■ **提供テキスト**
****************
一年中美しい葉を楽しめて、花を楽しんだ後は豆を収穫して自家製のコーヒーも楽しめるコーヒーの木。コーヒーも植物もどちらもお好きな方は、一度は育ててみたい観葉植物ですよね。

そんなコーヒーの木ですが、育て方は意外と簡単で初心者向きの植物でもあります。

基本的なポイントをしっかり抑え、コーヒーの木を元気に育てて、お手製のコーヒーを味わってみましょう。

 

置き場所

コーヒーの木は日本の寒さには弱く地植えには向いていません。鉢植えで育てるのがおすすめです。

コーヒーの木は生長するにつれて、だんだんと耐陰性が弱くなっていく性質がありますので、直射日光を避けた日当たりの良い場所で管理します。強すぎる日光を浴びると、葉焼けを起こしたり枯れてしまったりするので、窓際で管理する際にはレースカーテン越しやブラインド越しになるよう注意してください。
****************
■ **提供データ**
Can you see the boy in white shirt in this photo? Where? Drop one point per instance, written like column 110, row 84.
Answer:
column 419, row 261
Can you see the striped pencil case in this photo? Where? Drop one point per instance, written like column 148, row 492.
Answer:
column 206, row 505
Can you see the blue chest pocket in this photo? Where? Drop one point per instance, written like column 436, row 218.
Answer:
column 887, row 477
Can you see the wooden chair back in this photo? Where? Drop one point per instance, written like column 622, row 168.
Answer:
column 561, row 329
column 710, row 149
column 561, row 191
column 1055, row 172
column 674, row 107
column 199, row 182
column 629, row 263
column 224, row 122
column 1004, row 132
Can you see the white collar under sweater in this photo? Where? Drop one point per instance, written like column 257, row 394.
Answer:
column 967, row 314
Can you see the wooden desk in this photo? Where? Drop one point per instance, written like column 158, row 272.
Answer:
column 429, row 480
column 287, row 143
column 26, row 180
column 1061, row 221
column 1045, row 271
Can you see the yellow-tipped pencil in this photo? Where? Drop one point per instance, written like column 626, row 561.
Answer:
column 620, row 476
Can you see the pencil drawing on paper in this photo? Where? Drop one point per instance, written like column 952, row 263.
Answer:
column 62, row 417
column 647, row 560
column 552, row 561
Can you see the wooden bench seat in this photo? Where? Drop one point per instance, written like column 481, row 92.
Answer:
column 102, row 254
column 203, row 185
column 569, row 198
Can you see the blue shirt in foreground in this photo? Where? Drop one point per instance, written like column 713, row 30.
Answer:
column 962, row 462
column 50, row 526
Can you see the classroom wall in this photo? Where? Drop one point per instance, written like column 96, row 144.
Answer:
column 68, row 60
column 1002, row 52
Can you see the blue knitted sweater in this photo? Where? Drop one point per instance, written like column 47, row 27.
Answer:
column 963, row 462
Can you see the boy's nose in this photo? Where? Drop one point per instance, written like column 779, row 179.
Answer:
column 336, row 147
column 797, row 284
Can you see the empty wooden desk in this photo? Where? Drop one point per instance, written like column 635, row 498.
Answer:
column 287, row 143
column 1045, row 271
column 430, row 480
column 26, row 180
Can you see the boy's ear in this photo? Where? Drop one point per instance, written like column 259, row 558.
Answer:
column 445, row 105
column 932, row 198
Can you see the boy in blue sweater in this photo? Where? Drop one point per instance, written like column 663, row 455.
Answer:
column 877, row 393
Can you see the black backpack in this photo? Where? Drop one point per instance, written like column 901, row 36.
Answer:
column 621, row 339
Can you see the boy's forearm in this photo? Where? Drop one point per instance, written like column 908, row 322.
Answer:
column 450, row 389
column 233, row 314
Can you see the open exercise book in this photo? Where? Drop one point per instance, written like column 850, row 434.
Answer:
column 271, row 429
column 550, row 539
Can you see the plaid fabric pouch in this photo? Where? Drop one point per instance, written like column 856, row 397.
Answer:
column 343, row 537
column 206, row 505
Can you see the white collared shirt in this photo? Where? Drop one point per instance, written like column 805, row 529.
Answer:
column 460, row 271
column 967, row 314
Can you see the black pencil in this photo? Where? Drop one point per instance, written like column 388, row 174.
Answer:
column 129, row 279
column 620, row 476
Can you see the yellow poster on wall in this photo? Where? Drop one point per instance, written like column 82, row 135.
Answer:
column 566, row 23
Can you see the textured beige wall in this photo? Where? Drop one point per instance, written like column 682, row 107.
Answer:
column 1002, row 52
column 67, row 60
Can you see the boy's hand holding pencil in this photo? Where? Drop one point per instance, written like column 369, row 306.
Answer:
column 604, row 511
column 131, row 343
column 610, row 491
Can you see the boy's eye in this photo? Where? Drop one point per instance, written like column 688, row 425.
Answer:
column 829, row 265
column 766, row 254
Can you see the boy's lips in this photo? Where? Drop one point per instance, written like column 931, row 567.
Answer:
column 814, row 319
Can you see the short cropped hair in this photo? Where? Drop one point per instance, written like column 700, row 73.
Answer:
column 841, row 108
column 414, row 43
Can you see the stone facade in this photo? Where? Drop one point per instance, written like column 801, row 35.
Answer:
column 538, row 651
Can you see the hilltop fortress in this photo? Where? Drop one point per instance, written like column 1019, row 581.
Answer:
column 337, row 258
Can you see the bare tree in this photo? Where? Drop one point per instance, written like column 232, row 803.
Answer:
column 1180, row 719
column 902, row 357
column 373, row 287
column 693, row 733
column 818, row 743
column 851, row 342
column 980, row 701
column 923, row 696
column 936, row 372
****************
提供テキストのうち、「コーヒーの木は日本の寒さには」から「になるよう注意してください。」に至るまでをすべて、一字一句変えずに書き写してください。 回答には提供テキストのみを用いてください。

■ **出力全文**
コーヒーの木は日本の寒さには弱く地植えには向いていません。鉢植えで育てるのがおすすめです。

コーヒーの木は生長するにつれて、だんだんと耐陰性が弱くなっていく性質がありますので、直射日光を避けた日当たりの良い場所で管理します。強すぎる日光を浴びると、葉焼けを起こしたり枯れてしまったりするので、窓際で管理する際にはレースカーテン越しやブラインド越しになるよう注意してください。